--- WORK TO COMPLETE ---
Keep only the lines from the start of the data through the line containing "Target: hat ear flap", and output them exactly.
DATA PROVIDED START
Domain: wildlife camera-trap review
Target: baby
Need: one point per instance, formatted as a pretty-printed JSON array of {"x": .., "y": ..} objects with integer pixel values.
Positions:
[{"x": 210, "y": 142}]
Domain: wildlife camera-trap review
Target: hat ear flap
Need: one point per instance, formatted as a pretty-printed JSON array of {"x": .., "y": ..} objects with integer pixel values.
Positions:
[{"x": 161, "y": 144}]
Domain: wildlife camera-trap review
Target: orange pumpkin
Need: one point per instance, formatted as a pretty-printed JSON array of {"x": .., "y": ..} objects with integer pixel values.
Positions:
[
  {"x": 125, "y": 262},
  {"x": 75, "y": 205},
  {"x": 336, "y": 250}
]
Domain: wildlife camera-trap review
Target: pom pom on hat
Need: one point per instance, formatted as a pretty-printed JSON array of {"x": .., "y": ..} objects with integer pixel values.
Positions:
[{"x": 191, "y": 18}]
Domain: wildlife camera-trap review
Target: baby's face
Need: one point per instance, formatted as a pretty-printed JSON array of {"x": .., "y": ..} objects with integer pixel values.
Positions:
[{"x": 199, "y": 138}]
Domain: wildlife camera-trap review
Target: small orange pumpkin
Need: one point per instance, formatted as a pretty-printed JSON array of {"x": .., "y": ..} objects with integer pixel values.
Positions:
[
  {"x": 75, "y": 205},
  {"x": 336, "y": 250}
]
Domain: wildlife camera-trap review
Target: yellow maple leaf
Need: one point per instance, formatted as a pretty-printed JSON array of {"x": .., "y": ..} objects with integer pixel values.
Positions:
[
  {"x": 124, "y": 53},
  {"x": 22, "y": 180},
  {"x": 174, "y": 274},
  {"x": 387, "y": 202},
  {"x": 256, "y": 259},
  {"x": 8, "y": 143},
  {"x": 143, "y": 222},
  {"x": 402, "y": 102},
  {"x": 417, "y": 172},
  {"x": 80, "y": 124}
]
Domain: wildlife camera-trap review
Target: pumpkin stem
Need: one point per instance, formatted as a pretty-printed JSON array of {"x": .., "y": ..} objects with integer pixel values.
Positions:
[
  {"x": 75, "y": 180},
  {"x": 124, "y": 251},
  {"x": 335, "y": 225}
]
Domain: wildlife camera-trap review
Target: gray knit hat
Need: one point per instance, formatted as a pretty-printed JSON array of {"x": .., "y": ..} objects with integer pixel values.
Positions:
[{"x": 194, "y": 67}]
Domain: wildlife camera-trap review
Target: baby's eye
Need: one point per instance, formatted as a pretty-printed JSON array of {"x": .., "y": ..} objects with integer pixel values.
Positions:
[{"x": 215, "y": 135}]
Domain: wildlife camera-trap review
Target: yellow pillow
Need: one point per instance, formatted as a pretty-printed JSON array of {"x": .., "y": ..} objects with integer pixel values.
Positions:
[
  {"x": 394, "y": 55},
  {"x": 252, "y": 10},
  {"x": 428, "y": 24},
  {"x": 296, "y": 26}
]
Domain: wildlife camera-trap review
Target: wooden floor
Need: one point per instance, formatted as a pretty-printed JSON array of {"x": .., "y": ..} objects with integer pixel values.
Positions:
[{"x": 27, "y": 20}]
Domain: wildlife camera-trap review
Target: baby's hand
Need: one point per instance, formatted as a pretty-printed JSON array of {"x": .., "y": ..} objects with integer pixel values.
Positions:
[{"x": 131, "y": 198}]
DATA PROVIDED END
--- RESPONSE TO THE EXERCISE ---
Domain: wildlife camera-trap review
Target: baby
Need: one point per instance, formatted as a pretty-printed JSON array of {"x": .., "y": ..} objects with integer pixel values.
Positions:
[{"x": 210, "y": 142}]
Domain: wildlife camera-trap review
Target: hat ear flap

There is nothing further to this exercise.